== TASK DETAILS ==
Format every line of the listing as a numbered list, leaving out any blank lines.

[DATA SHOWN start]

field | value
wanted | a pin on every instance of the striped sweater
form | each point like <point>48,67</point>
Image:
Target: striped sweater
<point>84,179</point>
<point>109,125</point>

[DATA SHOWN end]

== SOLUTION TO THE PROBLEM ==
1. field | value
2. wanted | a pin on every instance of the striped sweater
3. form | each point like <point>48,67</point>
4. Image:
5. Target: striped sweater
6. <point>84,179</point>
7. <point>109,125</point>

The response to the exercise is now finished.